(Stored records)
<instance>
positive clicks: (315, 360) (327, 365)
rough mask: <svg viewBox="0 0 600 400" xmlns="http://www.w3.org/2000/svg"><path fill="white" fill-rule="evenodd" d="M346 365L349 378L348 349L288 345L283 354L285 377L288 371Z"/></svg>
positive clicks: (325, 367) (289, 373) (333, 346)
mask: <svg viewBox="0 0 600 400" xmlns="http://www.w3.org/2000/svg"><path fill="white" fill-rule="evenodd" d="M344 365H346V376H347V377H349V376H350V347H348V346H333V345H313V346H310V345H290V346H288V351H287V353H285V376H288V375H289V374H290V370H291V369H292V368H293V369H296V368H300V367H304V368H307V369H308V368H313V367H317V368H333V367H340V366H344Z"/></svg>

> _EXERCISE AIM_
Output all of the records, keeping every word exact.

> _REPLY TO THE EXERCISE_
<instance>
positive clicks: (315, 360) (327, 365)
rough mask: <svg viewBox="0 0 600 400" xmlns="http://www.w3.org/2000/svg"><path fill="white" fill-rule="evenodd" d="M346 365L349 378L348 349L288 345L283 354L285 377L288 371Z"/></svg>
positive clicks: (325, 367) (289, 373) (333, 346)
mask: <svg viewBox="0 0 600 400" xmlns="http://www.w3.org/2000/svg"><path fill="white" fill-rule="evenodd" d="M344 365H346V376H347V377H349V376H350V347H348V346H333V345H313V346H310V345H290V346H288V351H287V353H285V376H288V375H289V374H290V370H291V369H292V368H293V369H296V368H300V367H304V368H307V369H308V368H313V367H317V368H333V367H340V366H344Z"/></svg>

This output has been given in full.